WHAT THE EXERCISE ASKS: Select every line in the entries below that contains the string "ceiling", matching case exactly.

%%

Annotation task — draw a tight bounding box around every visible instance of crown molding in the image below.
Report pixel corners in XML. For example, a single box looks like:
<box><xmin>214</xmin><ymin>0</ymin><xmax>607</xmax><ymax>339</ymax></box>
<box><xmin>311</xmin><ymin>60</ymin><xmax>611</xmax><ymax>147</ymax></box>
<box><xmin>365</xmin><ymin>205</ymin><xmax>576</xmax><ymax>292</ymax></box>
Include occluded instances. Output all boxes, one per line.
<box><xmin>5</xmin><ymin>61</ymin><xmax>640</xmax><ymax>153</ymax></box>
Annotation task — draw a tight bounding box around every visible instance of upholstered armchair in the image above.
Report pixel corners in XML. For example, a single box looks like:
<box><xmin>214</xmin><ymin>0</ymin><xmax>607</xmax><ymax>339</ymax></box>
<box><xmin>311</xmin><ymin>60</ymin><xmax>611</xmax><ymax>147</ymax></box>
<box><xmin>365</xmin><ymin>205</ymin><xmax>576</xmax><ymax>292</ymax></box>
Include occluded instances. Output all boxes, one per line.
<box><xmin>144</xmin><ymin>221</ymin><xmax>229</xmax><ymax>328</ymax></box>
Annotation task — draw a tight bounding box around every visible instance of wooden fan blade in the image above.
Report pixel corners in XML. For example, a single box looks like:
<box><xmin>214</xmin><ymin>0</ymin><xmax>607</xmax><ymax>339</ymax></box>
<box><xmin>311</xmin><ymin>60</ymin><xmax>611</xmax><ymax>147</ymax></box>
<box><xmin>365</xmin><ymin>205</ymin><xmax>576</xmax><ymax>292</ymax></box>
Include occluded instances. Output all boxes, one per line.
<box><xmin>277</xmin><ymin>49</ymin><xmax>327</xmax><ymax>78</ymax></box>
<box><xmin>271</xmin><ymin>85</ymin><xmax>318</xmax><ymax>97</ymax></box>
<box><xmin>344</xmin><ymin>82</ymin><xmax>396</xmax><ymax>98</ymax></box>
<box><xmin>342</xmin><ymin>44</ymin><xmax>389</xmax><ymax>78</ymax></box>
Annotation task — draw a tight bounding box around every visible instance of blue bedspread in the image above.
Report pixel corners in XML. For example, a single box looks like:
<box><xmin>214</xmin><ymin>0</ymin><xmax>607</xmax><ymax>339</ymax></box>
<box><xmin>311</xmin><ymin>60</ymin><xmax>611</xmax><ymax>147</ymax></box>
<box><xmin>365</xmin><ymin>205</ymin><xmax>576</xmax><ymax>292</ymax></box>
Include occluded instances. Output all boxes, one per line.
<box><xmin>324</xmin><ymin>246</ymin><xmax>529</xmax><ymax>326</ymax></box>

%%
%%

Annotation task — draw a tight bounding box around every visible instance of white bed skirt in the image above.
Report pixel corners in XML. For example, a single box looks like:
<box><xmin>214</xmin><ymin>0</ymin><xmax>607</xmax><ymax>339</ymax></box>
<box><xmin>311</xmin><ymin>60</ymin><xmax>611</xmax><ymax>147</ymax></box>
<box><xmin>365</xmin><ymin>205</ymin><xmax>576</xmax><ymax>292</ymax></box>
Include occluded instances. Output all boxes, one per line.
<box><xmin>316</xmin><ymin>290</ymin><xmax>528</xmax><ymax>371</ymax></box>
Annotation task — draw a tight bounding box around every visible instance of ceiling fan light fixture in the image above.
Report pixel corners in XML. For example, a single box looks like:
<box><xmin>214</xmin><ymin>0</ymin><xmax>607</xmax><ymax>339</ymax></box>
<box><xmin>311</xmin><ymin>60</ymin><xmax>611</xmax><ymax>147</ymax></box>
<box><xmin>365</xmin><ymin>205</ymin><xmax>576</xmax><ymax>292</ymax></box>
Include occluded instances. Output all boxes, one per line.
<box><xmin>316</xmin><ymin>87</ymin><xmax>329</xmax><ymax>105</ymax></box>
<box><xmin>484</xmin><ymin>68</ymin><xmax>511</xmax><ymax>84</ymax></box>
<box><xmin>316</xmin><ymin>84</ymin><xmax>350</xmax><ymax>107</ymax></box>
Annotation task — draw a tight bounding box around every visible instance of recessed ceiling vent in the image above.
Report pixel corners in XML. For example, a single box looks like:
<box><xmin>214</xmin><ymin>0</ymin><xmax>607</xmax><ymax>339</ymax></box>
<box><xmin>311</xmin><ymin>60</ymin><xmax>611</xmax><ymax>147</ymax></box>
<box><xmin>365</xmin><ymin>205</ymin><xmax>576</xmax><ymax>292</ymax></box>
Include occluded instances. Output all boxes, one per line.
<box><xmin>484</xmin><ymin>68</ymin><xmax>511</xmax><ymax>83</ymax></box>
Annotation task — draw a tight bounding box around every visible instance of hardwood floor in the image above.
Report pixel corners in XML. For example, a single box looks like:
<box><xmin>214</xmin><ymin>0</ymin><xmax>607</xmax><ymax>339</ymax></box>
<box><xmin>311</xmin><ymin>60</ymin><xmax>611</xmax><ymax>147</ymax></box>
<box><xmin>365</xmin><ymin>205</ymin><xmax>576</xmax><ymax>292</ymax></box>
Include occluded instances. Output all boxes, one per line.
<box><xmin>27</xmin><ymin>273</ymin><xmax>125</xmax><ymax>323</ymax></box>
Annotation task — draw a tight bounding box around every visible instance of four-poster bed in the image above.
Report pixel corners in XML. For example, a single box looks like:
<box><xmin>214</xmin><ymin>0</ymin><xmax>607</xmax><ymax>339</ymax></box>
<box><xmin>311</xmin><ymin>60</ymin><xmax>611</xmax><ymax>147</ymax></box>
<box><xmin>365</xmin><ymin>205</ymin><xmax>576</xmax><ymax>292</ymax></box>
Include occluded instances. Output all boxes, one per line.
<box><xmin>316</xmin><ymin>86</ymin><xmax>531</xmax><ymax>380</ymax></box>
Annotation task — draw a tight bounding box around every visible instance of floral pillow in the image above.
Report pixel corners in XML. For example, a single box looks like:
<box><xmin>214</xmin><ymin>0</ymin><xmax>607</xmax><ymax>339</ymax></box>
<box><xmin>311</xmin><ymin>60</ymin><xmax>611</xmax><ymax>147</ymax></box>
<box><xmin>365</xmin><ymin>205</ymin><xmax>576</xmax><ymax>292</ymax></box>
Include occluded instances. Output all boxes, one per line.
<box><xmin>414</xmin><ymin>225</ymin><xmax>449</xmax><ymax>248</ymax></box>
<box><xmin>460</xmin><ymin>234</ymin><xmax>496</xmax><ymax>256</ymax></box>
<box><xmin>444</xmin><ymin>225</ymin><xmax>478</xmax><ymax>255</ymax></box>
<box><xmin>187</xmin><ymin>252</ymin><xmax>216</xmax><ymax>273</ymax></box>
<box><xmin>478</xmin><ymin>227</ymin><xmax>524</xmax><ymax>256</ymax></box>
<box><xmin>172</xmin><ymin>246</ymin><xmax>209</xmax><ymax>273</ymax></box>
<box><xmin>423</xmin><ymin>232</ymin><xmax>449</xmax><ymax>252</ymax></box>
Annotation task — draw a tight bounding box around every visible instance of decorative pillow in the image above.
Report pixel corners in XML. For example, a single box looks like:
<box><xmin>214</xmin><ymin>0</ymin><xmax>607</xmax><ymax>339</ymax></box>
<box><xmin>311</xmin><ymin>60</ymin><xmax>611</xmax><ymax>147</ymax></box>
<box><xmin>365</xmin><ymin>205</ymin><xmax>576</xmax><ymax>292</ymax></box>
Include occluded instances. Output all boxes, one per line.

%%

ANSWER:
Annotation task — draw a tight bounding box around every visible instance of ceiling fan light fixture in the image above.
Annotation task — draw a tight bounding box around every visible instance of recessed ceiling vent in the image above.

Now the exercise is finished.